#### 設問:
学校の目的を論じた文章で、子どもがお手伝いをする理由として何が挙げられているか。

#### 提示文章:
梨野礫・著作集

古稀を過ぎた老人が、これまでに綴った拙い文章の数々です。お読み捨てください。

学校は何のためにあるか

 学校は「人間の生活」を学ぶためにある。「人間の生活」とは何か。それは、母親(またはそれに代わる人)と一緒にいることから始まる。多くの場合、「抱かれる」「背負われる」という形で、母親と直接的に触れ合いながら、互いに「生きていること」を感じ合うことから始まる。その時、母親も子どもも「快感」を感じていなければならない。そうすることがとても楽しく感じられるようでなければならい。だから母親は子どもを「肌身離さず」の状態にしておくのである。何かの都合でそのような状態が保たれなくなったとき、子どもは泣いて母親を呼ぶ。これが人間のコミュニケ-ションの第一歩である。母親と接触していることが「快感」であり、母親と離れることが「不快」(不安)であると感じる感覚をもつこと、これが「人間の生活」の第一歩である。 子どもは母親と一緒にいながら、母親のしていることをマネしようとする。しかし思うようにはできない。そこで母親に助けを求める。ある時は泣いて、ある時は怒って、ある時は指をさして、そしてある時はコトバを使って助けを求める。母親は無条件に応じる。子どもは、自分でできないことを母親の力を借りてできるようになる。そしてその楽しさを知る。母親に対する「信頼感」を感じる。これが「人間の生活」の第二歩である。
 やがて子どもは、自分のしたいこと(周囲の人のしていること)を自分の力でやりたがる。そしてできるようになる。自分の力でできたことに大きな喜びを感じる。自分のすることが自分のためになることを知り、充実感(成功感)でいっぱいになる。もう母親の手を借りようとはしない。これが「人間の生活」の第三歩である。 さらに子どもは、それだけでは満足しない。自分のすることが他人のためになることを知り、その充実感(使命感)の方がより楽しいものに感じるようになる。自分のすることを他人が喜ぶ、その姿を見てうれしいと感じるようになる。子どもがお手伝いをするのは報酬を得るためではない。母親が喜ぶ姿を見たいからである。子どもが万引きをしないのは罰せられるからではない。母親が悲しむのを見たくないからである。「名誉や栄光のためではなく」人間は生きるのである。これが「人間の生活」の第四歩である。       学校は「人間の生活」を学ぶためにある。前述した母親を教師に、他人を級友に置き換えれば、家庭であっても学校であっても「人間の生活」を学ぶことに変わりはないのである。「国語」「算数」「社会」「理科」などといった各教科の学習は、「人間の生活」を学ぶための素材であって、内容ではない。むしろ「道徳」「特別活動」といった領域の学習こそが「人間の生活」の内容なのである。                    
 <事例・1>
 ある小学校で入学式が行われた後、一人の母親が担任のところへやってきてこう言った。「先生、うちの子どものことをもうご存じと思いますが、何とぞよろしくお願いいたします。手が不自由なのです。」担任は、学年の教師との話し合いの中で、その子の名前や手の指の数が足りないことについて知っていたので、「ハイ、わかりました。」と答えた。

#### 提供データ:
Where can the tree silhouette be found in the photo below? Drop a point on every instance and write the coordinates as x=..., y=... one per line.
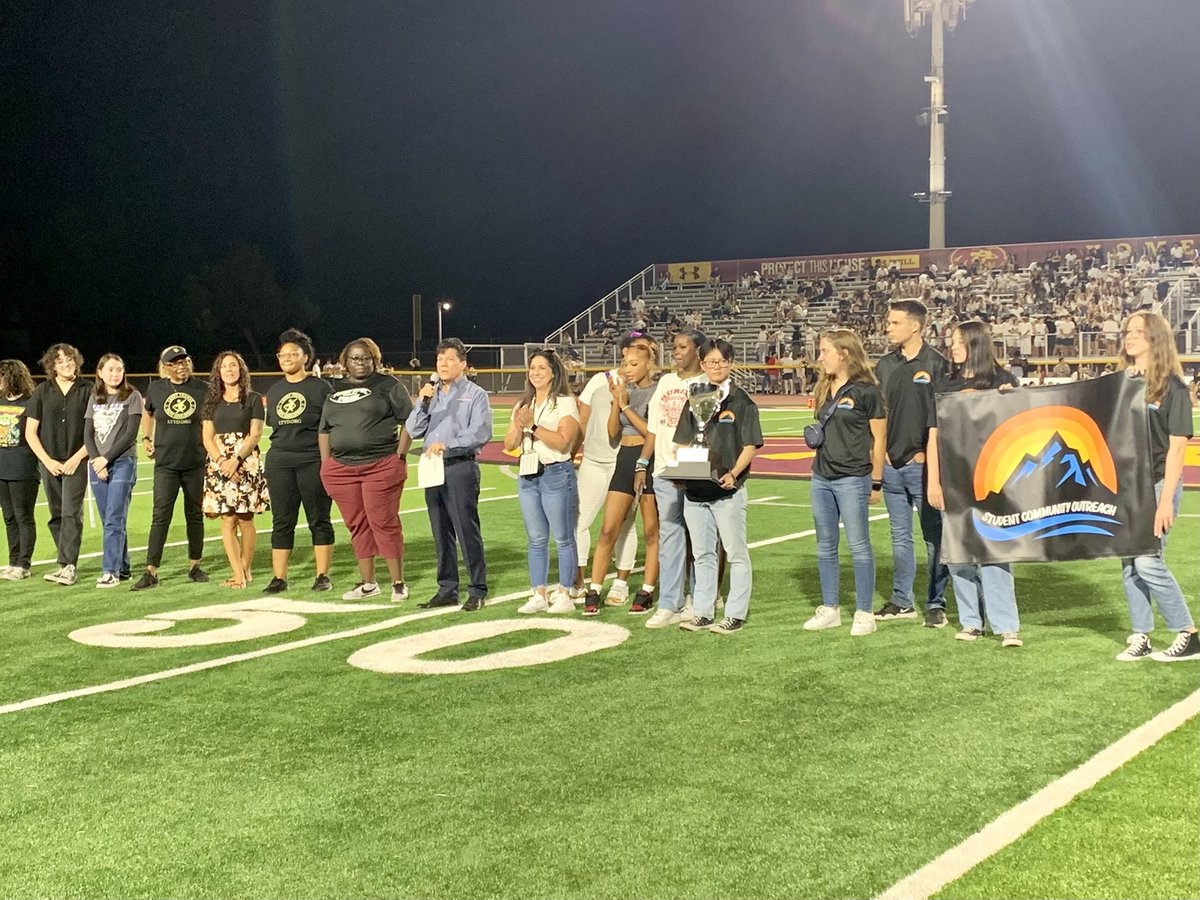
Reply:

#### 回答:
母親が喜ぶ姿を見たいから。